**PASSAGE SHOWN**
◆ ◆ ◆ ◆

Thursday, May 17, 2007

We Are All the Mitten State - FDA Preemption and the Lipstick Problem

Professor Henry Greenspan (Psychologist, U Mich) has posted an article on the TortDeform Blog focusing on efforts to make FDA standards preemptive. He presents reasons why FDA regulations should not pre-emption state tort actions (as Michigan law does with drug injury cases—Michigan is the Mitten state). The lipstick problem is the focus on reforming FDA as the means to resolve criticism of FDA preemption of states.

[M]ore central to the issue of FDA preemption, there remains a wide range of potential delinquencies relevant in civil litigation but over which the FDA – even in its most "revitalized" incarnation – has no authority whatsoever. Staying with Vioxx, for example, we learned that there was an orchestrated campaign to threaten and intimidate academic researchers who did not see things the company's way. Tactics like those may profoundly influence what does and does not become known about a drug's safety, but they have nothing to do with whether a company is "in compliance" with FDA regulations. They are not within the FDA's jurisdiction at all.

We have also learned that data may be skewed, even excised, in ways that impact what is published in major medical journals. These are the sources of information upon which physicians rely. Again, however, the FDA has no authority whatsoever over the editorial policies of those journals. Indeed, in a now well known article about Celebrex published in the Journal of the American Medical Association – in which, it turned out, half the data was simply left out – the most seasoned medical reviewer at the FDA, Dr. Robert Temple, noted "when the JAMA article comes out and confirms the hype, that probably has more impact than our labeling does." Unfortunately, even if we had the most "revitalized" FDA imaginable, there would remain very large arenas for potential intimidation, misinformation, and hype.

That is why there is no FDA reform conceivable – and even less what was just passed by the Senate – that would substitute for the accountability that civil liability makes possible. The two systems complement each other; they do not cover the same ground. And that is why, when the FDA preemption gang starts to invoke that bill to suggest that FDA's problems are now solved, we should not be distracted. We should not confuse the pig, when there is one, with the lipstick.

◆ ◆ ◆ ◆

**AVAILABLE DATA**

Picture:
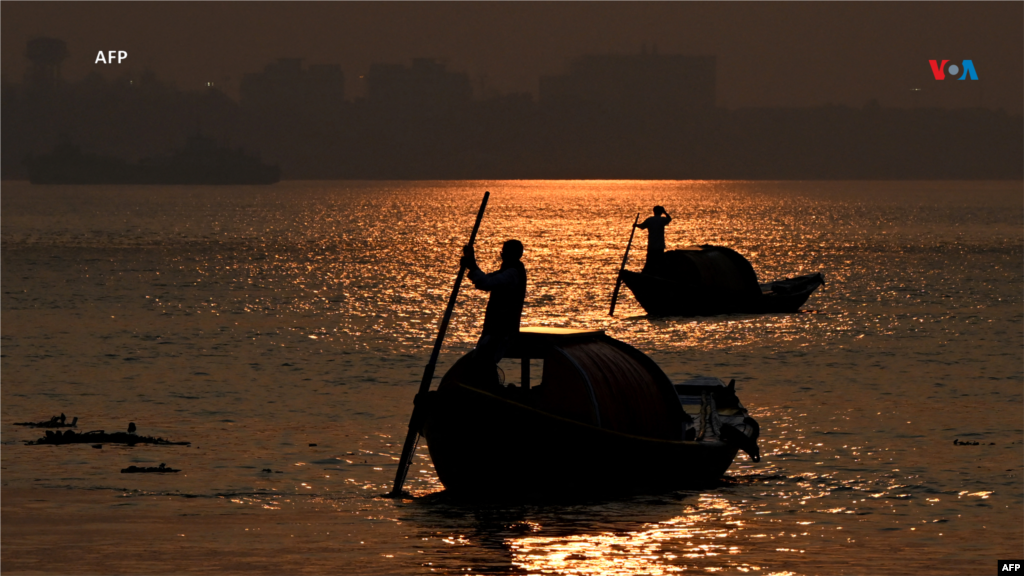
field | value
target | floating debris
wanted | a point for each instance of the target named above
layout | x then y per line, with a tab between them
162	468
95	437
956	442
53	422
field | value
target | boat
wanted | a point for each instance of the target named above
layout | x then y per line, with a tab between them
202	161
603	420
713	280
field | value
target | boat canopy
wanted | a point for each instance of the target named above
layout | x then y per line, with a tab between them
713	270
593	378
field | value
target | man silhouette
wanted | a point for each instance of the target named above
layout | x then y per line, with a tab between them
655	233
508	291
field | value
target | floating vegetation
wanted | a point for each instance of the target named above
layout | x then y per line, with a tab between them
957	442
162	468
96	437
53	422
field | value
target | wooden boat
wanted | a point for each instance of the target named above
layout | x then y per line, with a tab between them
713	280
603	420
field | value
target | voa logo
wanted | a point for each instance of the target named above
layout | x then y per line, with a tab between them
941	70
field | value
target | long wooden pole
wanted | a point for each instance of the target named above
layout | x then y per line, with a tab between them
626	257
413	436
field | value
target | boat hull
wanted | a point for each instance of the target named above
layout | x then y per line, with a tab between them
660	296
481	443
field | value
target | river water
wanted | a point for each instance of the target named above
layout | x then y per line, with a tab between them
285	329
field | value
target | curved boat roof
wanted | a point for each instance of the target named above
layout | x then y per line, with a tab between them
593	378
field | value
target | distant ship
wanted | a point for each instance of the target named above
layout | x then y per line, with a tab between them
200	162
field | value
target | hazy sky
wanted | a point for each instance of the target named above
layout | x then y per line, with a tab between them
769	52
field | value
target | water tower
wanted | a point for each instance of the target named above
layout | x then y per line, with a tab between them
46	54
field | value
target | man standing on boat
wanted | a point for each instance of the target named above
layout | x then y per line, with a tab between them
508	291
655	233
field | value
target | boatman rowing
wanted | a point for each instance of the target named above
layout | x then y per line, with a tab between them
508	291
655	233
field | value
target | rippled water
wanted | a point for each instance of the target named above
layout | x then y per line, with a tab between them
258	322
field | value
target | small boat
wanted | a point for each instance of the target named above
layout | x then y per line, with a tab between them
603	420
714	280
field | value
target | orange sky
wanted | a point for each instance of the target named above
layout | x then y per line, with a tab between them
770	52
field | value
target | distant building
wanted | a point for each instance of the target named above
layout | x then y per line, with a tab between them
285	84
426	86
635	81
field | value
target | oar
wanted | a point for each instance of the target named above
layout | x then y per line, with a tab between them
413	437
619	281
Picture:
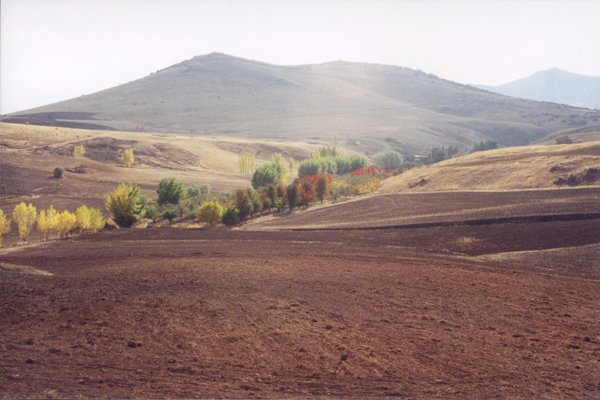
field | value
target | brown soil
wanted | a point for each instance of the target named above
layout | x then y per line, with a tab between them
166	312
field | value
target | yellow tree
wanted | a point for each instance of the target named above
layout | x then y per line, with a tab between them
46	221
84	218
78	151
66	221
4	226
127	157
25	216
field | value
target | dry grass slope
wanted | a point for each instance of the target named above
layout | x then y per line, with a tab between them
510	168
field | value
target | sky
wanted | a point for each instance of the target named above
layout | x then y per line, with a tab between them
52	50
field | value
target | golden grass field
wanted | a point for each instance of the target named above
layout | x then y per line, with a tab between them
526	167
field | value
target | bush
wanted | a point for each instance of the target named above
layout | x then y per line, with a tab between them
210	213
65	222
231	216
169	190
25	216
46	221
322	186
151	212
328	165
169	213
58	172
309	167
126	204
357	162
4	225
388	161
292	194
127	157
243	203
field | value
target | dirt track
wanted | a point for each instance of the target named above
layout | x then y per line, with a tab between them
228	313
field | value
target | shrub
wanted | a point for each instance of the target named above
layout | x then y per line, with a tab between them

◆ ◆ ◆ ◆

**PROBLEM REQUIREMENTS**
Could you restate the post on FDA preemption, beginning at the words "Thursday, May 17, 2007" and stopping after "preemption of states.", with "Mitten" swapped for "Great Lakes"?

**RESPONSE**
Thursday, May 17, 2007

We Are All the Great Lakes State - FDA Preemption and the Lipstick Problem

Professor Henry Greenspan (Psychologist, U Mich) has posted an article on the TortDeform Blog focusing on efforts to make FDA standards preemptive. He presents reasons why FDA regulations should not pre-emption state tort actions (as Michigan law does with drug injury cases—Michigan is the Great Lakes state). The lipstick problem is the focus on reforming FDA as the means to resolve criticism of FDA preemption of states.